:: Activity 1 ::
Quote the 2019 NFL Draft text word for word, starting at "Patriots drafted N'Keal" and ending at "(No. 42 overall)".
:: Activity 2 ::
In the 2019 NFL Draft text, which four players does each heading say a team actually drafted, instead of the player named second?
:: Activity 3 ::
Carry on the 2019 NFL Draft text from its last sentence.

:: Text for analysis ::
►

Seahawks drafted L.J. Collier (No. 29 overall) over Dalton Risner (No. 41 overall)
Collier was one of the most surprising picks of the first round a year ago. He finished with three tackles in 11 games played and was not the edge presence the Seahawks expected him to be. Seattle needs to invest in their offensive line if they are looking to tie Russell Wilson to the pocket. Risner was a bright spot along an otherwise uninspiring Denver offensive line. His addition would have been the start of a much-needed overhaul on Seattle's offensive line.
Giants drafted Deandre Baker (No. 30 overall) over Erik McCoy (No. 48 overall)
Baker flashed a bit towards the end of his rookie season, but it was largely a disappointment for the rookie who took over as a starting boundary cornerback in New York. The Giants would go on to get rid of veteran Janoris Jenkins at the trade deadline so cornerback was a need. The issue is that center was also a need. McCoy stepped in for Max Unger and the Saints hardly skipped a beat. New Orleans had one of the best offensive lines in the league this season and the play of McCoy was a key factor.
Patriots drafted N'Keal Harry (No. 32 overall) over A.J. Brown (No. 51 overall)
Harry spent a good portion of the season on the injured reserve. When he returned, he made little impact on a team that lacked playmaking ability at the wide receiver position. Brown, on the other hand, had an incredible rookie campaign. The Ole Miss product averaged 20.2 yards per catch en route to 1,051 yards and eight touchdowns.
Colts drafted Rock Ya-Sin (No. 34 overall) over Drew Lock (No. 42 overall)
Ya-Sin did not have a bad season at cornerback for the Colts, but Missouri quarterback Drew Lock was still on the board. Jacoby Brissett, although battling injuries, did not look like the quarterback capable of getting the Colts to the next level. The 2019 NFL Draft happened before Andrew Luck shockingly announced his retirement so none of the blame lands at the feet of Indianapolis decision-makers. However, based on the outcome of this season, Lock looks like he would have been a worthwhile investment.

◄

Records from a collection
►

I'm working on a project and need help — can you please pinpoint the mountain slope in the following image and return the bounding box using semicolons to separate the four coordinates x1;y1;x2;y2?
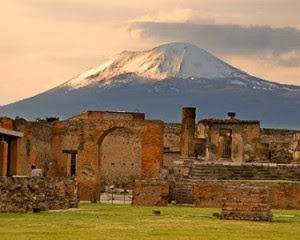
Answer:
0;43;300;129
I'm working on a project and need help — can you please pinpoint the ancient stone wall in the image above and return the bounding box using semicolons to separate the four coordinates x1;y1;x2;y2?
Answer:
260;128;300;163
0;177;79;212
220;187;272;221
171;162;300;181
197;120;260;163
47;120;163;200
100;128;142;186
14;119;52;176
163;123;181;167
132;180;169;206
194;181;300;209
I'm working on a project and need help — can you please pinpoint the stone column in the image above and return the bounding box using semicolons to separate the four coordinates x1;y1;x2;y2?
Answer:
293;133;300;163
0;141;8;176
180;107;196;158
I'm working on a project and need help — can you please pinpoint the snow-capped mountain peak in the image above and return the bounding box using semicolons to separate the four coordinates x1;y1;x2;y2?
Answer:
63;42;243;89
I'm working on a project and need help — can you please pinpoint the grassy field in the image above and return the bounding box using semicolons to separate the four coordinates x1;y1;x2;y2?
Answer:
0;204;300;240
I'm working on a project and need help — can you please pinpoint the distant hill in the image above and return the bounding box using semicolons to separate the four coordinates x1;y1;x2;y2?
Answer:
0;43;300;129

◄

:: Reply 1 ::
Patriots drafted N'Keal Harry (No. 32 overall) over A.J. Brown (No. 51 overall)
Harry spent a good portion of the season on the injured reserve. When he returned, he made little impact on a team that lacked playmaking ability at the wide receiver position. Brown, on the other hand, had an incredible rookie campaign. The Ole Miss product averaged 20.2 yards per catch en route to 1,051 yards and eight touchdowns.
Colts drafted Rock Ya-Sin (No. 34 overall) over Drew Lock (No. 42 overall)

:: Reply 2 ::
L.J. Collier, Deandre Baker, N'Keal Harry, Rock Ya-Sin

:: Reply 3 ::
Cowboys drafted Trysten Hill (No. 58 overall) over Juan Thornhill (No. 63 overall)
Hill had five tackles in seven games this season as an interior defensive lineman. Dallas dealt with a lot of injuries and suspensions along the defensive line this season so Hill was important for depth. However, Thornhill registered three interceptions and a touchdown in 2019. The former Cavalier's season ended with a torn ACL but, leading up that point, he was an impact player. The Cowboys need to address their entire secondary and Thornhill would've been a great start.
Jets drafted Jachai Polite (No. 68 overall) over Terry McLaurin (No. 76 overall)
Polite was drafted early in the third round. New York was hopeful that he would be the answer to their pass rush issues but that was quickly discounted. He was released by the team Aug. 31. The Seahawks added him to their practice squad but that lasted just three weeks. The Jets needed weapons for Sam Darnold. McLaurin was a huge success for Washington this season. He finished with 58 receptions for 919 yards and seven touchdowns.